To do:
Count the rows below that contain the word "dark" and give only that number.

[Image object location entries]
--

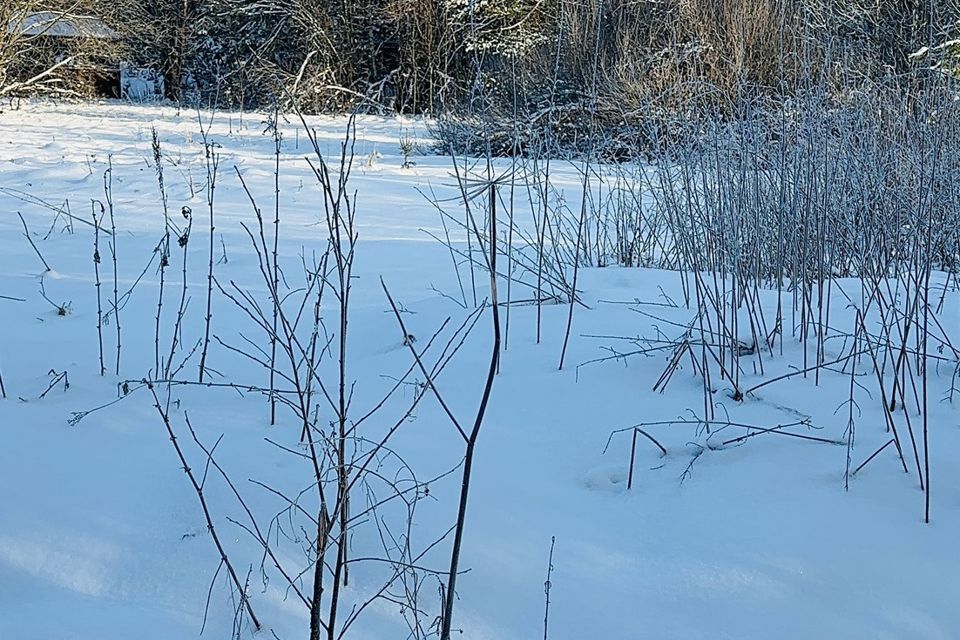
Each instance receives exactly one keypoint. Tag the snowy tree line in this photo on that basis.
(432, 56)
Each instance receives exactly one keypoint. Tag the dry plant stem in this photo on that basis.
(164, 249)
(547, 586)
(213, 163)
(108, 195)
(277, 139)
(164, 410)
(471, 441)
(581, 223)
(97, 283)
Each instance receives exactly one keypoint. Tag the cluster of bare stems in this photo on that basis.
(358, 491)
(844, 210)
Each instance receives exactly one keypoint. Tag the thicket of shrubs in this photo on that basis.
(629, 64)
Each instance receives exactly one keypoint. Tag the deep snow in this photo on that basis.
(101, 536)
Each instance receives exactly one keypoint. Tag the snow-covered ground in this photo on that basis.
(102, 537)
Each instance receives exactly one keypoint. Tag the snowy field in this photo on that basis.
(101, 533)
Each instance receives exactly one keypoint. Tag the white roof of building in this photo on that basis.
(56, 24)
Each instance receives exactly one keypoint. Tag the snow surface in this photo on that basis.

--

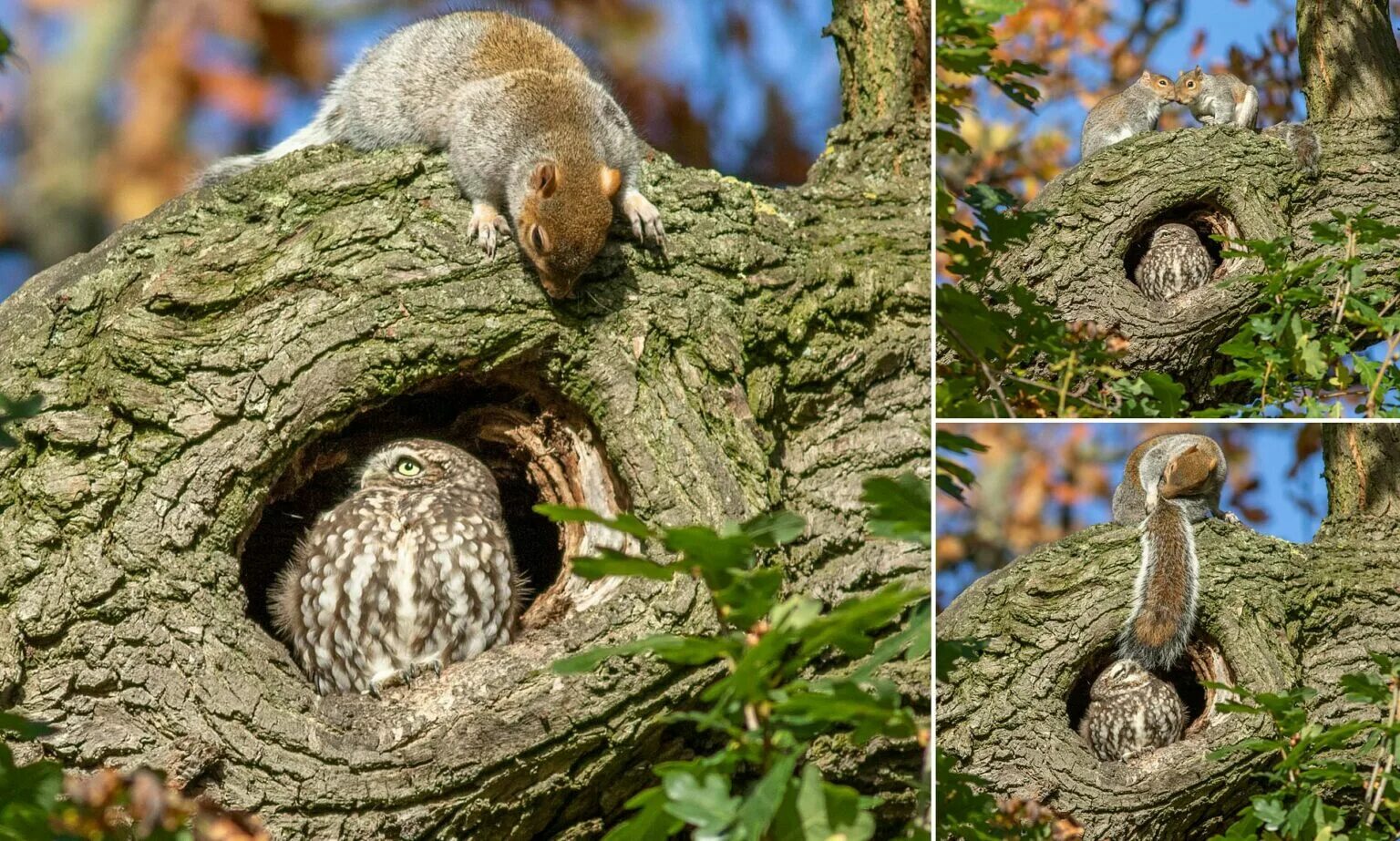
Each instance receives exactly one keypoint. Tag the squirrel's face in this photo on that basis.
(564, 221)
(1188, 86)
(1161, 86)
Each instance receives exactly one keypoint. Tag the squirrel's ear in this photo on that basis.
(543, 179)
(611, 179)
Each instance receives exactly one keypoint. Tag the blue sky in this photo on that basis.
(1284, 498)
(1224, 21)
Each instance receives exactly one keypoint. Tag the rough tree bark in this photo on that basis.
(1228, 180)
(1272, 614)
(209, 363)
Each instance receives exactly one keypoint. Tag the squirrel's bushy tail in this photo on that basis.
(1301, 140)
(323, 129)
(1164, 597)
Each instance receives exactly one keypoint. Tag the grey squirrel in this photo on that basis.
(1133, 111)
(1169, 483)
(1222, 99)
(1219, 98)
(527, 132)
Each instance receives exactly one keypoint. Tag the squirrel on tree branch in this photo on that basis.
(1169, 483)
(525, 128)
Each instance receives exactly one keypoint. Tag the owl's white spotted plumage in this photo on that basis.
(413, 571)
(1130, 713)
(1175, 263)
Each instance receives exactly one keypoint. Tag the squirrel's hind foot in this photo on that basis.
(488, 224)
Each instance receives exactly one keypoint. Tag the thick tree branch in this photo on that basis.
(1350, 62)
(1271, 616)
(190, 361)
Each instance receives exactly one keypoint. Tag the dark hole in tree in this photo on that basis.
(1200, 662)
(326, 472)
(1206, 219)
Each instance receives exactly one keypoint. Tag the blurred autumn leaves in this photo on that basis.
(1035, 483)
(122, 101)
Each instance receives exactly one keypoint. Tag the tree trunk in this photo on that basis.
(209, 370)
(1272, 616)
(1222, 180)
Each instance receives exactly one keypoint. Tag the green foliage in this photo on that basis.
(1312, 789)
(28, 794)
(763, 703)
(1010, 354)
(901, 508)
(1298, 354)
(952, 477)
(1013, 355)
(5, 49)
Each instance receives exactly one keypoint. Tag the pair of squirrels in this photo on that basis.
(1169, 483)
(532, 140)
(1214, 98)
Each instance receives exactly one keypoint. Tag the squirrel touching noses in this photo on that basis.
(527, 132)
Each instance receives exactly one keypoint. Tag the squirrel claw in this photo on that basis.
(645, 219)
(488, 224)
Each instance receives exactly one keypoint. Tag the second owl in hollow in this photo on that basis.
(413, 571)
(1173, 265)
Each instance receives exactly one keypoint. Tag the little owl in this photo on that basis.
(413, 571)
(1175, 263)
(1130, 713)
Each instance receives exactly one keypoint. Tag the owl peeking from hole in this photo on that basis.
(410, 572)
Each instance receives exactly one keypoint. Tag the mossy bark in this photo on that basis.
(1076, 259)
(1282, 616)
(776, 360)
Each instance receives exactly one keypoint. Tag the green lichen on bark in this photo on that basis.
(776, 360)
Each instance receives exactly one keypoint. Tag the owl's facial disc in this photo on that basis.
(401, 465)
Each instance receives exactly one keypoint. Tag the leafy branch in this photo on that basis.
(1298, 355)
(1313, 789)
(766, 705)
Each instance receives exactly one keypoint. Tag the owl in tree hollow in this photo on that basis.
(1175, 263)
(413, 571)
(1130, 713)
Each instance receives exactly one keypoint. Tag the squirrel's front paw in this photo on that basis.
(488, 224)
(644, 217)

--

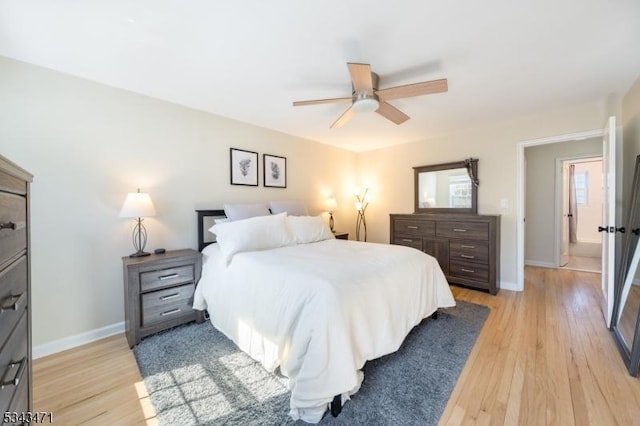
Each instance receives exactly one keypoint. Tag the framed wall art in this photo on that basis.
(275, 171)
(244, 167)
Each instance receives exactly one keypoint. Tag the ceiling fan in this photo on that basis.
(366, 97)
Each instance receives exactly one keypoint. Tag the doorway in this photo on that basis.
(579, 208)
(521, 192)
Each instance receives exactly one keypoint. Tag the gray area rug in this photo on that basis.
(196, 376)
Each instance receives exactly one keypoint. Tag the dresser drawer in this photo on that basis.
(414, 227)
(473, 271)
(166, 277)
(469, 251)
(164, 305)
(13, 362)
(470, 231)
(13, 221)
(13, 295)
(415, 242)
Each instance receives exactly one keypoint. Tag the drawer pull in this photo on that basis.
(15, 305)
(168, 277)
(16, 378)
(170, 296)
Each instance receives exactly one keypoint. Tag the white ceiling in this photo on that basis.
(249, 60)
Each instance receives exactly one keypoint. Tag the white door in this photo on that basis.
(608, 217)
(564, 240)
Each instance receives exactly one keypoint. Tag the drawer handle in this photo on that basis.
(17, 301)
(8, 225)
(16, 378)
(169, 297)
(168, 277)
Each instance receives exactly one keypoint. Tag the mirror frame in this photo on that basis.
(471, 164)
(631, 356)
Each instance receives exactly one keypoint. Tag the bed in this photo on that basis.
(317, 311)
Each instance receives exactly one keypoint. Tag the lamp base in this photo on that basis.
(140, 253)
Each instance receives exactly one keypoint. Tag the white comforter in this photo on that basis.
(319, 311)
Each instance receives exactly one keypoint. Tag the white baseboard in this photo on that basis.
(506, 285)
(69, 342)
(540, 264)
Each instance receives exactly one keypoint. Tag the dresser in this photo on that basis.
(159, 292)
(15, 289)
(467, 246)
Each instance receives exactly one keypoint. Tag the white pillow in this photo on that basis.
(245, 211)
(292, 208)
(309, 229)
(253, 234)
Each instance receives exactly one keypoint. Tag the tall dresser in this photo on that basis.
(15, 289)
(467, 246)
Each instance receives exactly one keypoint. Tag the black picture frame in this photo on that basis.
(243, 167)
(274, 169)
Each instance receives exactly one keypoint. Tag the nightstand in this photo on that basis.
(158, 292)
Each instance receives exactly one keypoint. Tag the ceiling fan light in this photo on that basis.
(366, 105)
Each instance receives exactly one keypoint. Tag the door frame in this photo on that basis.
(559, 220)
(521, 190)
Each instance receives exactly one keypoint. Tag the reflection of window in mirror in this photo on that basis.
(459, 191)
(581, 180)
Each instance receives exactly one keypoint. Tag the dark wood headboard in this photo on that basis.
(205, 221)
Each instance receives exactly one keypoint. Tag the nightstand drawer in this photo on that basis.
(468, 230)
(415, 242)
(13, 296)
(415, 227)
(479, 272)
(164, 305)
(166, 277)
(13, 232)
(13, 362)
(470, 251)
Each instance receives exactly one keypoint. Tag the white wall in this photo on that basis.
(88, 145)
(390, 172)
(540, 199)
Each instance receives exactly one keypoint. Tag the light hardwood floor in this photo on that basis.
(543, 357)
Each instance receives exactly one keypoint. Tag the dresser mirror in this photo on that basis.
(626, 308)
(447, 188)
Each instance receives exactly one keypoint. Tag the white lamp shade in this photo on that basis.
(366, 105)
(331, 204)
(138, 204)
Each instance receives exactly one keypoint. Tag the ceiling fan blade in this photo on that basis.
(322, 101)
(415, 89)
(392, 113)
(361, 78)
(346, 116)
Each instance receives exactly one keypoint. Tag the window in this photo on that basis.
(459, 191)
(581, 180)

--

Result for this exercise:
2